As for your friends, I would explain to them exactly what IC is and let them know how you feel about long car rides or public places. Talking, in my opinion, is the best thing to do because it lets you relieve any stress you have. :bunny:
RobertJ
03-02-2012, 06:07 AM
I am in the same place you are now as well. I actually had to quit my job last October when my frequency was to the point where I couldn't even drive for more than 10 minutes (and it was a 1 hour drive to work).
The fact that I have a Sports car, made it worse. Its a rough ride, and it jars my bladder.
But I will tell you this. Sometimes you are doing something so exciting, that you will forget about your bladder. Its happened to me on occasions. For instance, a family member of mine came in that I hadn't seen in 4 years.
I did everything the week he was here! I was able to drive him around town, go to restaurants (even though I didn't eat), malls etc..
He left a couple of weeks ago, and I'm back to feeling worse again.
RobertJ
03-02-2012, 06:12 AM
I experience basically the same thing you do. My problem is that I'm still in high school.. I try to avoid going places where there are no bathrooms near by and I fear car rides! I ususally bring a little container with me on car rides just in case.
I definitely thing our minds work us up a lot though. Just last week, I was SO nervous to go on a 30 min. car ride, but I brought the little container, and I didn't have to go for almost 3 hours! It might be embarrassing but doing little things like that give you some piece of mind. :)
It's hard in school for me, and that's what I'm struggling with most right now. I always have the urge to go pee, but my teachers are extremely understanding about it.
As for your friends, I would explain to them exactly what IC is and let them know how you feel about long car rides or public places. Talking, in my opinion, is the best thing to do because it lets you relieve any stress you have. :bunny:
You know, me being a guy, I feel even worse about it. I have never seen a guy that had to go to the bathroom every 30 mins. I've worked in offices around many guys, and they always went every few hours. Not only that, IC and Prostatitis are very similar and I feel that's its embarrassing to tell another guy that you have IC or Prostatitis because its not something that a guy my age (30s) should have problems with! Every family member that I've asked , always brushes it off and says "don't worry about your prostate, that's not to worry until you become an old man."

[Collected data]
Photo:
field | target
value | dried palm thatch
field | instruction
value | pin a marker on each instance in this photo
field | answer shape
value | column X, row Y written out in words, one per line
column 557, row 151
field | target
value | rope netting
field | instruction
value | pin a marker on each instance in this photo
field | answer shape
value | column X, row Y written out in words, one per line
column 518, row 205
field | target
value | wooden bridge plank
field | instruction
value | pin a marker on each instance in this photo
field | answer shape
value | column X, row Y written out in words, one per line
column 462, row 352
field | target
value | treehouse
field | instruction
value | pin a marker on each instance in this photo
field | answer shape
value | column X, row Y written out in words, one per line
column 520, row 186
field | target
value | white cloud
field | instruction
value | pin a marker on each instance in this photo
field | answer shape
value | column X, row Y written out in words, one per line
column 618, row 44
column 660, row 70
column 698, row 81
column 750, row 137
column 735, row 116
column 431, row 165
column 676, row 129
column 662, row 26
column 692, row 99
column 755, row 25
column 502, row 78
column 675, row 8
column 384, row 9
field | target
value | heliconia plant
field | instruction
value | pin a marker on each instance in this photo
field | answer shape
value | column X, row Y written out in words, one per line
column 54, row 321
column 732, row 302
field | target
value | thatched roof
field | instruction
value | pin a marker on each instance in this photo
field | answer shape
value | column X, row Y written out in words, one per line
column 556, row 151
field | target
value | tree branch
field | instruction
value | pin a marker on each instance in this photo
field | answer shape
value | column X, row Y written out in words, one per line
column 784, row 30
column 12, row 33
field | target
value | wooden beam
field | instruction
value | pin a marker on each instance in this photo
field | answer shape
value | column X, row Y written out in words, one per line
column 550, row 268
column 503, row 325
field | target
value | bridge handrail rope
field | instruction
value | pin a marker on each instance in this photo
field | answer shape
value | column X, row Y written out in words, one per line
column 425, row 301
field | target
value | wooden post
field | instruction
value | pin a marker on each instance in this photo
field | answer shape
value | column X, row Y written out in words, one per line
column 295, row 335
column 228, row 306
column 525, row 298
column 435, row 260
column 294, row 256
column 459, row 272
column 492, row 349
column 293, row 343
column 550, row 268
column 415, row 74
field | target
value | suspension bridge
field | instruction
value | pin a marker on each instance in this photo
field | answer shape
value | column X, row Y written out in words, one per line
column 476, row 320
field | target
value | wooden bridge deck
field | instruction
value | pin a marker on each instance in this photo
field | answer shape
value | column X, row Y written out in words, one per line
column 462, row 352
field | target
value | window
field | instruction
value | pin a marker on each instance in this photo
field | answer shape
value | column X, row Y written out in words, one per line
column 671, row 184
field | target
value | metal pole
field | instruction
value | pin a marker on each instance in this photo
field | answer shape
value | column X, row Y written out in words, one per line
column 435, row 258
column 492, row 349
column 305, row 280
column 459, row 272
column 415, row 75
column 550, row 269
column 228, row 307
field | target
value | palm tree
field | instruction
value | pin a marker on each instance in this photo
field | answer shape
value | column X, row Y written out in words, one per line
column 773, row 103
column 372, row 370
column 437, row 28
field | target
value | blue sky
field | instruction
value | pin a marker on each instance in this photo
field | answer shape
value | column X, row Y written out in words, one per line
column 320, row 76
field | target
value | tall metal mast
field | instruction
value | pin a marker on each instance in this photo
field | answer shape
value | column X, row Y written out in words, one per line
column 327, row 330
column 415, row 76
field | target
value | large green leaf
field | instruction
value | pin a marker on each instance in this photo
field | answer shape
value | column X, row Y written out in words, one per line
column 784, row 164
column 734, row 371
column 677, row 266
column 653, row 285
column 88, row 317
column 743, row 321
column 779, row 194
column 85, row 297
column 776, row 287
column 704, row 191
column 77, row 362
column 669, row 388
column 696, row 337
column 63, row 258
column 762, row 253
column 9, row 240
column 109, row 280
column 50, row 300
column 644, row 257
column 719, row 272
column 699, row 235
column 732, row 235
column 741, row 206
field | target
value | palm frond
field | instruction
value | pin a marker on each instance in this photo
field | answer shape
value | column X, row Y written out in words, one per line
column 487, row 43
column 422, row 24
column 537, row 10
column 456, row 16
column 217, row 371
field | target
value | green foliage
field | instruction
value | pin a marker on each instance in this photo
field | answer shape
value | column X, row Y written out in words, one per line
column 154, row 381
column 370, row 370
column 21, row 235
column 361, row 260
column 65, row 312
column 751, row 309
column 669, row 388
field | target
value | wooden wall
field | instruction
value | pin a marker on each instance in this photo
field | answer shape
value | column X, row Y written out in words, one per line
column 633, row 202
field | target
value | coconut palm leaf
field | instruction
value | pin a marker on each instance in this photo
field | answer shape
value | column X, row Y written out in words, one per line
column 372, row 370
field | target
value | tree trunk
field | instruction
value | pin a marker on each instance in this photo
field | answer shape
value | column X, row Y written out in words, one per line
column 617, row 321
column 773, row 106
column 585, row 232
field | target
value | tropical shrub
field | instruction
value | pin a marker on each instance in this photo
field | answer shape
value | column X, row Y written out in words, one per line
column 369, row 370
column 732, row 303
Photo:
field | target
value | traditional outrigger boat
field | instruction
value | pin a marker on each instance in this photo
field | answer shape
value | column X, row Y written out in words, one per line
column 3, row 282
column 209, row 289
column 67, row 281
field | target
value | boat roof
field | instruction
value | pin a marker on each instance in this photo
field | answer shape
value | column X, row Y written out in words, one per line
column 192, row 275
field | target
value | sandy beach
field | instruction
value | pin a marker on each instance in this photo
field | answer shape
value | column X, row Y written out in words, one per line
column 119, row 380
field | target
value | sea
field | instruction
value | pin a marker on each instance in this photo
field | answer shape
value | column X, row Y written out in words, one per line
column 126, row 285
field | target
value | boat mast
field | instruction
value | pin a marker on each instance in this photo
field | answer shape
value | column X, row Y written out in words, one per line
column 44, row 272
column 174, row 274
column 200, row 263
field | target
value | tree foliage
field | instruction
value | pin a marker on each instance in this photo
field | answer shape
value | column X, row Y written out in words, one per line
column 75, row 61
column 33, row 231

Task instructions:
A. Answer these questions about the forum thread on IC, one answer per line:
(i) How many minutes of driving had the writer who quit a job last October become unable to manage?
(ii) After the 30 min. car ride, for how long did the high school student not need to go?
(iii) What age does the writer of the paragraph starting "You know, me being a guy" give?
B. Pick up the forum thread about IC right after its last sentence and keep writing it.
The records were taken from a separate source.

Results:
A.
(i) More than 10 minutes.
(ii) Almost 3 hours.
(iii) The 30s.

B.
DaniMSC
08-02-2012, 07:03 PM
Robert you're right on about the excitement thing- it's true for me too. When I started a part-time job directing a church choir, I was terrified that IC would be a huge issue. Yes, I ended up having to hold it a lot and that wasn't fun, but I was always so engrossed in directing the rehearsal that my brain was able to override the bladder signals and I'd make it a whole hour without peeing! I'd often show up and leave exhausted as well, but during the rehearsal itself, I was having such a good time that I was able to muscle through.
Also I totally hear what you are saying about being a man who pees a lot...on the one hand, there are less lines for your bathrooms, but on the other, you're right, men typically go way less than women even without IC so it would feel even more exposed for you.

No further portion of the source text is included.